TASK LIST
- A) From the recoil spring thread, extract the passage from "Can anyone tell" to "(Jan 1, 1998)".
- B) Extend the forum thread about rewinding the Craftsman recoil spring, picking up after its last sentence.

[Start QUOTED PASSAGE]

# Craftsman Recoil Spring HELP!!!!!!!



## oldbill (Jun 6, 2005)

Can anyone tell me the best, less frustrating, less teeth grinding(cursing) way to rewind and put back together the recoil spring assembly on a Craftsman 25cc model 358.745501. What does the spring hook to and how do you hold all that tension. Everytime I get it almost wound up I get the 'jack n the box' with the spring. Any help greatly appreciated except by my analyst.


----------



## hankster (Jan 1, 1998)

Here is how I do it. You first have to look in the housing that holds the spring and you will see a "notch" that hold the hook part of the spring. The hook can only go in one way so when you wind the spring into the metal shield you have to make sure the hook is pointing in the correct direction.

Now, take the hook part of the spring and place it in the slot on the outside of the metal shield. You should now be able to work the spring around inside the metal shield. The first couple coils can be a slight pain since the hook will want to pop out of the slot in the metal shield but once you get past the first couple of coils it goes real easy.

[End QUOTED PASSAGE]
[Start EXTRACTED DATA]

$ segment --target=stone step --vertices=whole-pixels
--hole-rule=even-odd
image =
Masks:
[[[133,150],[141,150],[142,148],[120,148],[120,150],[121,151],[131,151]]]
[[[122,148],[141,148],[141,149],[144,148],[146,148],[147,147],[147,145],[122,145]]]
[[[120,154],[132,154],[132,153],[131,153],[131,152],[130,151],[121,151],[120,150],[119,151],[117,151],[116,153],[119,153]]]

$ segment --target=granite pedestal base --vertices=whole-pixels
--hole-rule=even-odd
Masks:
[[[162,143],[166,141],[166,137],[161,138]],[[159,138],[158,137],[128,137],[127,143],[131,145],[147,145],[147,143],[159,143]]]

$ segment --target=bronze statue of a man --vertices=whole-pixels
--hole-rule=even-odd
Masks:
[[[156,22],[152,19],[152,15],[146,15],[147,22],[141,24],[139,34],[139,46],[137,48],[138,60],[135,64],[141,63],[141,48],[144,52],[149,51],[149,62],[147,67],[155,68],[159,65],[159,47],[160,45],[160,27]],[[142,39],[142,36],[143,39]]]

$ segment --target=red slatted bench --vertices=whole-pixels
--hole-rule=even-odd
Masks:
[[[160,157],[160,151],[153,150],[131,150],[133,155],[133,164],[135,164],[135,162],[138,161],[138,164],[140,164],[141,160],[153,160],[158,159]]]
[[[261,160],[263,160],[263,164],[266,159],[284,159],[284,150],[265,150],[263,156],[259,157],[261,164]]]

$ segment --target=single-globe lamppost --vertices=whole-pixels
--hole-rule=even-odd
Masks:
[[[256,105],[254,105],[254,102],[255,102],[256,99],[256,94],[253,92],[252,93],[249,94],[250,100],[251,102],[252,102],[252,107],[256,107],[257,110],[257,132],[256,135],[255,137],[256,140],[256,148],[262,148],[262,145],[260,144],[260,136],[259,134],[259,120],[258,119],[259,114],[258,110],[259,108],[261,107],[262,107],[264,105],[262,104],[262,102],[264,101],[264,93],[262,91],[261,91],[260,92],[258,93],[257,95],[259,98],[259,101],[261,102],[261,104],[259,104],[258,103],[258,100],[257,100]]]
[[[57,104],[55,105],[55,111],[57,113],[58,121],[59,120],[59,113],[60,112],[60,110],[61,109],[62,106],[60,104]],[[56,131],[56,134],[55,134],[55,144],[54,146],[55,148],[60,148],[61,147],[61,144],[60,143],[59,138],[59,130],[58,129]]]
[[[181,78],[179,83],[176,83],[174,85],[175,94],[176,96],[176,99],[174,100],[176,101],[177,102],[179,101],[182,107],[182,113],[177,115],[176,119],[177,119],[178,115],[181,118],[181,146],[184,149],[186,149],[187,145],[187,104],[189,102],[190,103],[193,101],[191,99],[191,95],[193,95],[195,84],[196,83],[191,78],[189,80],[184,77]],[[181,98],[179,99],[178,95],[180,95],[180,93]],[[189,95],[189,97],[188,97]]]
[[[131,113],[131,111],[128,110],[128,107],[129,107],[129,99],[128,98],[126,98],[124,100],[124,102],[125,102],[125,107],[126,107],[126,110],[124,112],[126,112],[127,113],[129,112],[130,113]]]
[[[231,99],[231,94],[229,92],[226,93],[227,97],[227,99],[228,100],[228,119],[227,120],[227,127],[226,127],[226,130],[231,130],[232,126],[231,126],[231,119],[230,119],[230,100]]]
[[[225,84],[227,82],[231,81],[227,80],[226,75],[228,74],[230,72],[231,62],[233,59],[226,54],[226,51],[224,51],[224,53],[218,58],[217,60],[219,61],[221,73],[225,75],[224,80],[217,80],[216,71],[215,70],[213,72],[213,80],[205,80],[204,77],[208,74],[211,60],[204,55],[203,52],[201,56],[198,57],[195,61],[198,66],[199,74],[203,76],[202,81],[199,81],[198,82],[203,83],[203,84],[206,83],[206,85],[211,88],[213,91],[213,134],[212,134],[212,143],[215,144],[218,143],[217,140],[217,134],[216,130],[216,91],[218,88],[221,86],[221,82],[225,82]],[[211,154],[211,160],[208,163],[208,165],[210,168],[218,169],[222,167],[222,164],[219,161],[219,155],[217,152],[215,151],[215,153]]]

[End EXTRACTED DATA]

RESPONSES IN ORDER
- A)
Can anyone tell me the best, less frustrating, less teeth grinding(cursing) way to rewind and put back together the recoil spring assembly on a Craftsman 25cc model 358.745501. What does the spring hook to and how do you hold all that tension. Everytime I get it almost wound up I get the 'jack n the box' with the spring. Any help greatly appreciated except by my analyst.


----------



## hankster (Jan 1, 1998)

- B)
Maybe I can come up with a few pictures next week to better explain it.


----------



## oldbill (Jun 6, 2005)

The hook will not stay in the slot. Do you tape it or how do you hold it in? Also the spring jumps out of the shield while trying it wind it in...guess it takes lots of practice and patience. The pics would help a great deal I really appreciate your help Hank.


----------



## hankster (Jan 1, 1998)

You just hold it in when winding. It takes a little practice but really isn't that hard to do.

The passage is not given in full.